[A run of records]
* start *

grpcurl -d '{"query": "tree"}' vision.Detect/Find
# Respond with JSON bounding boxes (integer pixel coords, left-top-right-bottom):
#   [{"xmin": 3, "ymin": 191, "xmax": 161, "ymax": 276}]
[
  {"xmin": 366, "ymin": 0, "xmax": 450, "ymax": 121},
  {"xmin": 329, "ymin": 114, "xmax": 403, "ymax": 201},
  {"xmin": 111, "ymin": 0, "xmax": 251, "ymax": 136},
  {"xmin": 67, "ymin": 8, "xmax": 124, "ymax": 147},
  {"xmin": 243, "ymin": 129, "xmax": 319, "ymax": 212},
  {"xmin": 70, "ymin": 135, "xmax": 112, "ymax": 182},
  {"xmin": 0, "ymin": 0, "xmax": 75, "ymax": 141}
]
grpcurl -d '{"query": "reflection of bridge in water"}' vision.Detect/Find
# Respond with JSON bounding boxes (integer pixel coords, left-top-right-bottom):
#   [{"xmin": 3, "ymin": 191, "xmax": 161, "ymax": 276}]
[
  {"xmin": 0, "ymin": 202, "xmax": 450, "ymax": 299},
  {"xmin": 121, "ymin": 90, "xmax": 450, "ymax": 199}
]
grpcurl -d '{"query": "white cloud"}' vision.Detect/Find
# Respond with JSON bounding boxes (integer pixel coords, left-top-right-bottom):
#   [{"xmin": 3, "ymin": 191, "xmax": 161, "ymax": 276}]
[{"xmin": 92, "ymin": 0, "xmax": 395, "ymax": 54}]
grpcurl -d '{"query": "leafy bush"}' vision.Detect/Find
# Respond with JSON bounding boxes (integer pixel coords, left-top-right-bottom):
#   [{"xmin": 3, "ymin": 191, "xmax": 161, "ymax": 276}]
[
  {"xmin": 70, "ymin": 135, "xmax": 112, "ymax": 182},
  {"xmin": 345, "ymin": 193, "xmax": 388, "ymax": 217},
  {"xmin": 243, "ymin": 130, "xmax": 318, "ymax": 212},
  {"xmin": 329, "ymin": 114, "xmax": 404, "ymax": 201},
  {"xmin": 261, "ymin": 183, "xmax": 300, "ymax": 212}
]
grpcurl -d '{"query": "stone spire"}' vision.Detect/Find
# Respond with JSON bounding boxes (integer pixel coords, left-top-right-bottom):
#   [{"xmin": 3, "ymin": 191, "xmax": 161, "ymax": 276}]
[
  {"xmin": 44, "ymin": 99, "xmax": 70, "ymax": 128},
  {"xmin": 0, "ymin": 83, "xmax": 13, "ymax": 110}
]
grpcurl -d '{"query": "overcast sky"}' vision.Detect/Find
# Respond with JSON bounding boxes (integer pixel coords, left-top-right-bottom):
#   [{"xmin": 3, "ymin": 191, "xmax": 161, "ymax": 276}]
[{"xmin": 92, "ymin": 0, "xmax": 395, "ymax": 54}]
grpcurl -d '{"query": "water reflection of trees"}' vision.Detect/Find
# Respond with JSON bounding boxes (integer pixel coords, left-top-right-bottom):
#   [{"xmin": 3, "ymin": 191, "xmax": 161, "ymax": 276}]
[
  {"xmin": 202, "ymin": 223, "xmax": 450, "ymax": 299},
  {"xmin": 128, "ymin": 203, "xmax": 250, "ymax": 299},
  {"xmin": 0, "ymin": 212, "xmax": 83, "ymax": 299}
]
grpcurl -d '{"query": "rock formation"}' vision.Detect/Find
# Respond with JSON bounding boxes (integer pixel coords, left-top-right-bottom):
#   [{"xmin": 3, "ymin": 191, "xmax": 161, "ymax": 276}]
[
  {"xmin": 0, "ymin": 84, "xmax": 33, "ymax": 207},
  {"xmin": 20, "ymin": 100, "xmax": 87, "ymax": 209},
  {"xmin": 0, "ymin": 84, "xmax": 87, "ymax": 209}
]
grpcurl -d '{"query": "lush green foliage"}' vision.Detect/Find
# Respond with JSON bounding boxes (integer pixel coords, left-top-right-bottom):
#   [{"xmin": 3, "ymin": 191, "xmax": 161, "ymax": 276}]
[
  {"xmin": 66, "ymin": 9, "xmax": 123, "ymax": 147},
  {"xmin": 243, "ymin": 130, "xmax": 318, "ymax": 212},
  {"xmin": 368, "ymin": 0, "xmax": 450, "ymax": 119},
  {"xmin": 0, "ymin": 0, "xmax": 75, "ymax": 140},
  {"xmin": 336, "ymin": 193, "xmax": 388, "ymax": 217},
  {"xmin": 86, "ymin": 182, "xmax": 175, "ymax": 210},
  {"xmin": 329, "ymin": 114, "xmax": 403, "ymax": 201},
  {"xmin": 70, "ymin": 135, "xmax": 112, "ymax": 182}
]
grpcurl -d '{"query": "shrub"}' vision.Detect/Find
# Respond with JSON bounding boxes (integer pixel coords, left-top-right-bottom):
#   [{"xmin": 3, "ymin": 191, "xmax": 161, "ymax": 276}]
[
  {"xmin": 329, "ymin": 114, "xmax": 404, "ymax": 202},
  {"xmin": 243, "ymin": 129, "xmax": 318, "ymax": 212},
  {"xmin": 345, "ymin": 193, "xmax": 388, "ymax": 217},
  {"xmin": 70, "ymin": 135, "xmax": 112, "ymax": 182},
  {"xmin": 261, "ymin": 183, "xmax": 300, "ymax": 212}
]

* end *

• TASK STATEMENT: Output the records above in their entirety, exactly.

• CORRECT RESPONSE:
grpcurl -d '{"query": "tree"}' vision.Detect/Find
# Respond with JSON bounding boxes (integer pixel coords, left-top-right-bottom):
#   [{"xmin": 3, "ymin": 191, "xmax": 161, "ymax": 276}]
[
  {"xmin": 366, "ymin": 0, "xmax": 450, "ymax": 121},
  {"xmin": 329, "ymin": 114, "xmax": 403, "ymax": 201},
  {"xmin": 111, "ymin": 0, "xmax": 251, "ymax": 136},
  {"xmin": 67, "ymin": 8, "xmax": 124, "ymax": 147},
  {"xmin": 243, "ymin": 129, "xmax": 319, "ymax": 212},
  {"xmin": 70, "ymin": 135, "xmax": 112, "ymax": 182},
  {"xmin": 0, "ymin": 0, "xmax": 75, "ymax": 141}
]
grpcurl -d '{"query": "reflection of bridge in water"}' vision.Detect/Find
# Respond with JSON bounding boxes (integer pixel coords, left-top-right-bottom):
#   [{"xmin": 3, "ymin": 191, "xmax": 161, "ymax": 276}]
[
  {"xmin": 0, "ymin": 202, "xmax": 450, "ymax": 299},
  {"xmin": 121, "ymin": 90, "xmax": 450, "ymax": 199}
]
grpcurl -d '{"query": "white cloud"}' vision.Detect/Find
# Respond with JSON bounding boxes (integer pixel coords, left-top-right-bottom):
#   [{"xmin": 3, "ymin": 191, "xmax": 161, "ymax": 276}]
[{"xmin": 92, "ymin": 0, "xmax": 395, "ymax": 54}]
grpcurl -d '{"query": "leafy bush"}' vision.Detect/Find
# Respond with JSON bounding boxes (integer pixel coords, left-top-right-bottom):
#   [{"xmin": 3, "ymin": 191, "xmax": 161, "ymax": 276}]
[
  {"xmin": 70, "ymin": 135, "xmax": 112, "ymax": 182},
  {"xmin": 345, "ymin": 193, "xmax": 388, "ymax": 217},
  {"xmin": 243, "ymin": 130, "xmax": 318, "ymax": 212},
  {"xmin": 329, "ymin": 114, "xmax": 404, "ymax": 201},
  {"xmin": 261, "ymin": 183, "xmax": 300, "ymax": 212}
]
grpcurl -d '{"query": "stone spire"}' vision.Detect/Find
# Respond with JSON bounding boxes (integer pixel coords, left-top-right-bottom):
#   [{"xmin": 3, "ymin": 191, "xmax": 161, "ymax": 276}]
[
  {"xmin": 44, "ymin": 99, "xmax": 70, "ymax": 128},
  {"xmin": 0, "ymin": 83, "xmax": 13, "ymax": 110}
]
grpcurl -d '{"query": "overcast sky"}' vision.Detect/Find
# Respond with JSON bounding boxes (integer pixel coords, left-top-right-bottom):
#   [{"xmin": 3, "ymin": 191, "xmax": 161, "ymax": 276}]
[{"xmin": 92, "ymin": 0, "xmax": 395, "ymax": 54}]
grpcurl -d '{"query": "water reflection of trees"}' vision.Detect/Find
# Respond with JSON bounding boxes (integer pixel coords, left-top-right-bottom):
#   [{"xmin": 3, "ymin": 191, "xmax": 161, "ymax": 276}]
[
  {"xmin": 202, "ymin": 223, "xmax": 450, "ymax": 299},
  {"xmin": 128, "ymin": 203, "xmax": 250, "ymax": 299},
  {"xmin": 0, "ymin": 212, "xmax": 83, "ymax": 299}
]
grpcurl -d '{"query": "rock formation"}' vision.Detect/Find
# Respond with JSON bounding boxes (integer pixel coords, left-top-right-bottom):
#   [{"xmin": 3, "ymin": 191, "xmax": 161, "ymax": 276}]
[
  {"xmin": 0, "ymin": 84, "xmax": 33, "ymax": 207},
  {"xmin": 20, "ymin": 100, "xmax": 87, "ymax": 209},
  {"xmin": 0, "ymin": 84, "xmax": 87, "ymax": 209}
]
grpcurl -d '{"query": "lush green foliage"}' vision.Detect/Find
# Respond with JSON bounding boxes (integer pixel coords, left-top-right-bottom):
#   [{"xmin": 3, "ymin": 191, "xmax": 161, "ymax": 276}]
[
  {"xmin": 66, "ymin": 9, "xmax": 123, "ymax": 147},
  {"xmin": 243, "ymin": 130, "xmax": 318, "ymax": 212},
  {"xmin": 368, "ymin": 0, "xmax": 450, "ymax": 119},
  {"xmin": 0, "ymin": 0, "xmax": 75, "ymax": 140},
  {"xmin": 336, "ymin": 193, "xmax": 388, "ymax": 217},
  {"xmin": 86, "ymin": 182, "xmax": 175, "ymax": 210},
  {"xmin": 329, "ymin": 114, "xmax": 403, "ymax": 201},
  {"xmin": 70, "ymin": 135, "xmax": 112, "ymax": 182}
]
grpcurl -d '{"query": "shrub"}' vision.Detect/Find
# Respond with JSON bounding boxes (integer pixel coords, left-top-right-bottom):
#   [{"xmin": 3, "ymin": 191, "xmax": 161, "ymax": 276}]
[
  {"xmin": 329, "ymin": 114, "xmax": 404, "ymax": 202},
  {"xmin": 243, "ymin": 129, "xmax": 318, "ymax": 212},
  {"xmin": 345, "ymin": 193, "xmax": 388, "ymax": 217},
  {"xmin": 70, "ymin": 135, "xmax": 112, "ymax": 182},
  {"xmin": 261, "ymin": 183, "xmax": 300, "ymax": 212}
]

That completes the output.